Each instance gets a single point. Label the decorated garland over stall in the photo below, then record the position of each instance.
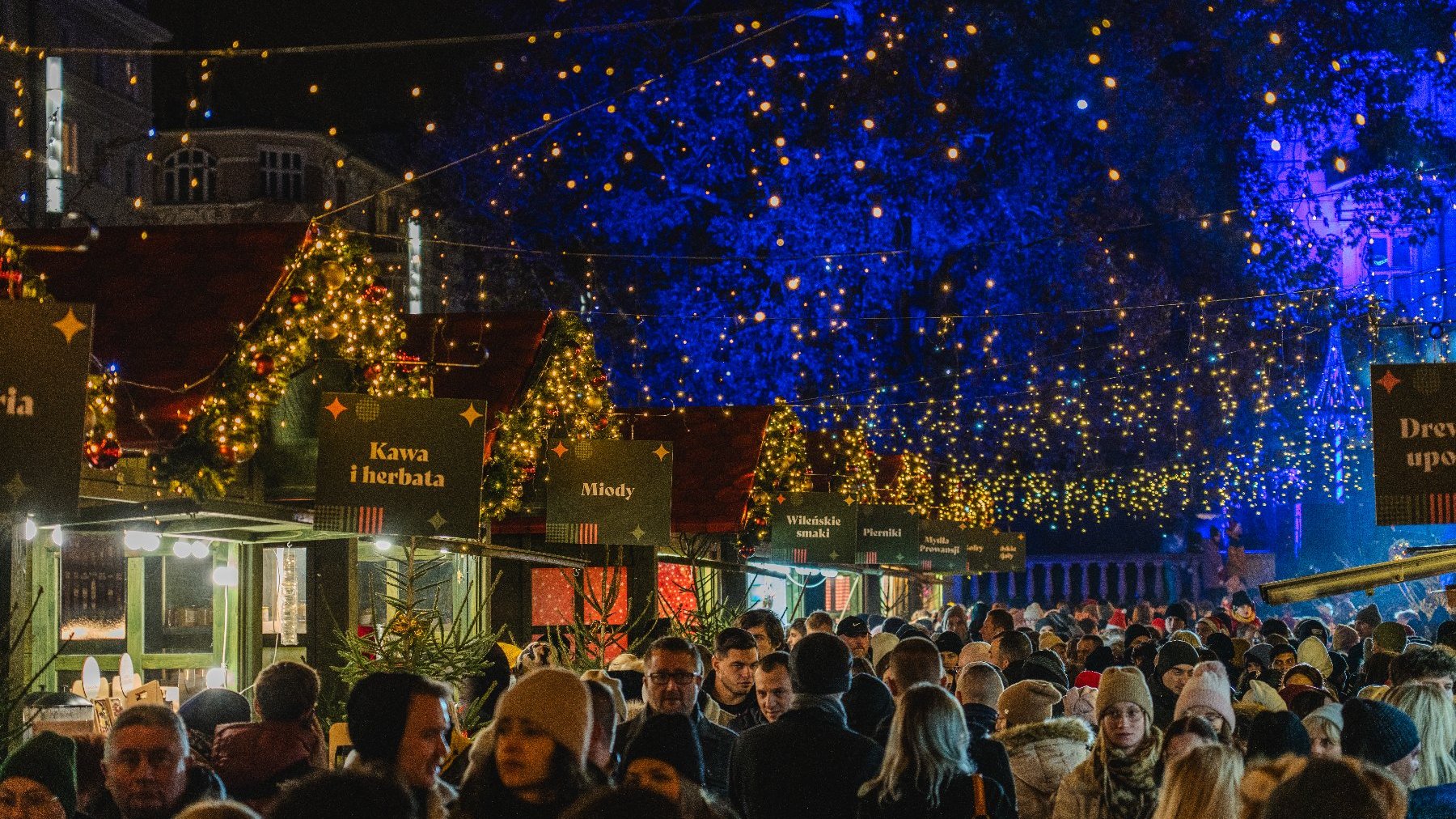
(327, 307)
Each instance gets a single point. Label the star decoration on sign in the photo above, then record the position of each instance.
(1388, 382)
(471, 416)
(69, 325)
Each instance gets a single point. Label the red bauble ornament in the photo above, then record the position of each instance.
(102, 452)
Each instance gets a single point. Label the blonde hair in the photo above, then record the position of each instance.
(926, 749)
(1434, 717)
(1203, 784)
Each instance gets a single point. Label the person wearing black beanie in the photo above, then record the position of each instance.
(808, 764)
(1276, 733)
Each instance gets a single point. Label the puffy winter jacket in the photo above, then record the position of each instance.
(1041, 755)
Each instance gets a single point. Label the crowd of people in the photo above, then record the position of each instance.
(1179, 711)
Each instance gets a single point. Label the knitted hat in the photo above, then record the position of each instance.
(1390, 637)
(948, 643)
(976, 653)
(553, 702)
(1046, 666)
(1263, 695)
(1376, 732)
(378, 710)
(49, 758)
(1276, 733)
(1028, 702)
(820, 665)
(1123, 684)
(671, 739)
(1208, 688)
(1175, 653)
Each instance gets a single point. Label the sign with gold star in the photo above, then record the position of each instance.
(400, 467)
(813, 528)
(609, 491)
(44, 359)
(1412, 426)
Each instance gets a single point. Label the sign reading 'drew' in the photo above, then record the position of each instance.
(44, 358)
(1414, 431)
(942, 547)
(887, 537)
(400, 465)
(813, 528)
(609, 491)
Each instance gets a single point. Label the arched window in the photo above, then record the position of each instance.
(189, 176)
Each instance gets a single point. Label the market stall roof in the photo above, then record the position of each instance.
(169, 300)
(713, 462)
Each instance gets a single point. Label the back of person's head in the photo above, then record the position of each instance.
(928, 745)
(980, 684)
(915, 660)
(147, 716)
(1014, 646)
(344, 795)
(1203, 784)
(1310, 789)
(733, 640)
(286, 691)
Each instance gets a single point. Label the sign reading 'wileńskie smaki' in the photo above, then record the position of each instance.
(405, 467)
(44, 359)
(1412, 411)
(609, 491)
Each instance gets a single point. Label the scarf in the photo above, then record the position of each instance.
(1128, 777)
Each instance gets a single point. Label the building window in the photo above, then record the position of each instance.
(189, 175)
(70, 147)
(280, 174)
(1388, 252)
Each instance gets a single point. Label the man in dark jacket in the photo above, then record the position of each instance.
(146, 766)
(673, 675)
(807, 764)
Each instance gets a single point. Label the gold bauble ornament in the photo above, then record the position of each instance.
(334, 274)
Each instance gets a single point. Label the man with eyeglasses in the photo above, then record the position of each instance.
(146, 767)
(671, 680)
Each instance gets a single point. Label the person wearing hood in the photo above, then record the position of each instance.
(400, 724)
(808, 764)
(147, 770)
(1119, 777)
(1208, 695)
(1175, 662)
(531, 762)
(666, 758)
(1041, 749)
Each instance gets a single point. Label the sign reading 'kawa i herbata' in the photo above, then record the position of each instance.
(1412, 411)
(813, 528)
(887, 537)
(609, 491)
(405, 467)
(44, 358)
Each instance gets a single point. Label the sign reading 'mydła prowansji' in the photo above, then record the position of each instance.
(400, 465)
(1412, 411)
(609, 491)
(44, 358)
(887, 537)
(813, 528)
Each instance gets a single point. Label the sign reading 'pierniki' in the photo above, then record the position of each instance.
(400, 465)
(1414, 431)
(609, 491)
(44, 358)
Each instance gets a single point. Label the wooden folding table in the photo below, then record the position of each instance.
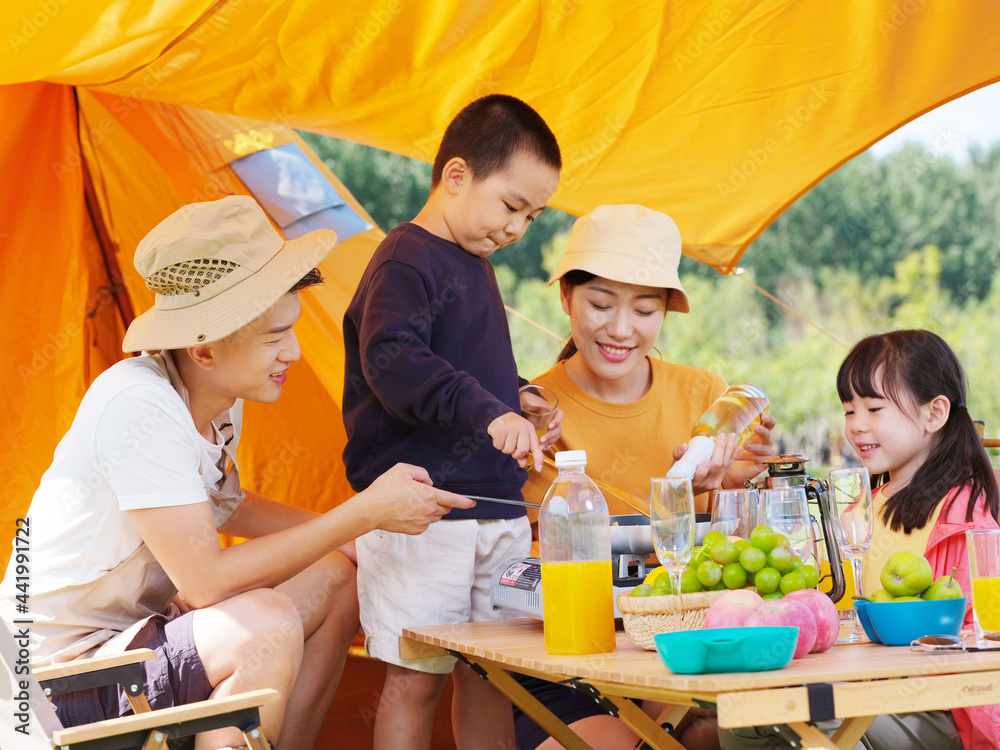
(854, 682)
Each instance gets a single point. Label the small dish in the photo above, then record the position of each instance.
(900, 623)
(727, 649)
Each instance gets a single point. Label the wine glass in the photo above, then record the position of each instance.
(786, 511)
(853, 519)
(672, 518)
(734, 512)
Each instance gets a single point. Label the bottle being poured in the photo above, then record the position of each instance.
(737, 410)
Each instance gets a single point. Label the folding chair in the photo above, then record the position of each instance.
(29, 722)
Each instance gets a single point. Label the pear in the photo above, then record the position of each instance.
(945, 587)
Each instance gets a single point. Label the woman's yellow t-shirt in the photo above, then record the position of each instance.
(627, 444)
(885, 542)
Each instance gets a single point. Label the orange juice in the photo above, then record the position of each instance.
(578, 607)
(986, 601)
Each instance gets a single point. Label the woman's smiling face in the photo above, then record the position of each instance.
(614, 327)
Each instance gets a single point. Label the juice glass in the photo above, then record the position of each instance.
(984, 565)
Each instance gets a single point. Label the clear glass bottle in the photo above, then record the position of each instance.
(737, 410)
(574, 533)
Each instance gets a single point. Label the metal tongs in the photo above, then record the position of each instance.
(935, 643)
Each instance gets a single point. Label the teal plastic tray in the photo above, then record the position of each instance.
(727, 649)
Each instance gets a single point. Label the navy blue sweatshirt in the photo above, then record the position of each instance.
(428, 366)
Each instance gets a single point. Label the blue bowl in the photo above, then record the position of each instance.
(727, 649)
(899, 623)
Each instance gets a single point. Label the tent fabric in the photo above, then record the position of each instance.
(719, 114)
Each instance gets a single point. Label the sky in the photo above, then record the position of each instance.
(952, 127)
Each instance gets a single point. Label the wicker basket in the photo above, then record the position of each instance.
(645, 616)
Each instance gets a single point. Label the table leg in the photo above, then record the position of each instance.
(643, 725)
(849, 733)
(532, 706)
(812, 738)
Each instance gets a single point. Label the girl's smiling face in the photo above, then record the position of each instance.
(614, 327)
(890, 437)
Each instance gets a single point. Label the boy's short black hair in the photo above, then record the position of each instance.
(487, 132)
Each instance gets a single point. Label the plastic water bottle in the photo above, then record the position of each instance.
(737, 410)
(574, 532)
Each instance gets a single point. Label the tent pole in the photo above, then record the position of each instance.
(109, 249)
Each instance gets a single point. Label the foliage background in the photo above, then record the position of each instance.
(911, 240)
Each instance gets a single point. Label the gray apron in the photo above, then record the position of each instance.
(103, 616)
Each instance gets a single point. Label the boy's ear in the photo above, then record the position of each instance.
(202, 355)
(937, 411)
(455, 173)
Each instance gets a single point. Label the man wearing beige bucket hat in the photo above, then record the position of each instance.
(630, 411)
(125, 522)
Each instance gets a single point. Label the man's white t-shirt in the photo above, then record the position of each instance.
(133, 444)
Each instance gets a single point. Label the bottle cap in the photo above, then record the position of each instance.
(571, 458)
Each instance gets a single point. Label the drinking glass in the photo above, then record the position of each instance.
(538, 406)
(786, 511)
(853, 518)
(734, 512)
(984, 565)
(672, 518)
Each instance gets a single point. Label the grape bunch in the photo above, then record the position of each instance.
(765, 561)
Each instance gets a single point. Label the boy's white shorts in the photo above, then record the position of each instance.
(439, 577)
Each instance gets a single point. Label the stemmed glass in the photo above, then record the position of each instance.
(853, 519)
(734, 511)
(672, 518)
(786, 511)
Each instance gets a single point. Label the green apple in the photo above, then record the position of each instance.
(762, 537)
(906, 573)
(811, 576)
(767, 580)
(879, 596)
(945, 587)
(792, 582)
(689, 582)
(734, 576)
(711, 538)
(781, 558)
(709, 573)
(724, 552)
(753, 559)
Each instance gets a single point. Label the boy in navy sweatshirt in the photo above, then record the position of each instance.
(430, 379)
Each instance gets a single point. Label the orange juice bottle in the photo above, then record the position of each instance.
(574, 534)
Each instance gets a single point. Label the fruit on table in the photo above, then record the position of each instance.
(709, 573)
(731, 609)
(767, 580)
(906, 573)
(826, 614)
(763, 538)
(734, 576)
(945, 587)
(753, 559)
(781, 558)
(787, 612)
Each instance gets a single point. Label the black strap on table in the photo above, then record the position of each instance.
(820, 701)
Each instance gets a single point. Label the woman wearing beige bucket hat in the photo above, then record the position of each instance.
(125, 522)
(630, 411)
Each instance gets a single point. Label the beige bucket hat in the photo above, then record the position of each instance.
(215, 267)
(627, 243)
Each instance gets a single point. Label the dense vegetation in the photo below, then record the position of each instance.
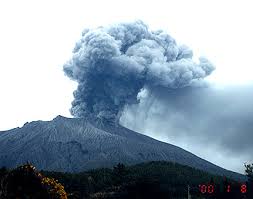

################

The expected output is the run of lines from the one containing "Each instance gets a single point. Label the beige" to the last line of the listing above, both included, word for word and free of pictures.

- _SOLVED EXERCISE_:
Each instance gets a single point. Label the beige bucket hat in the photo above, then record the position of each instance.
(215, 267)
(627, 243)
Each instance gets a single point. Label the dense vegetation in the photo below, then record the position of each instance.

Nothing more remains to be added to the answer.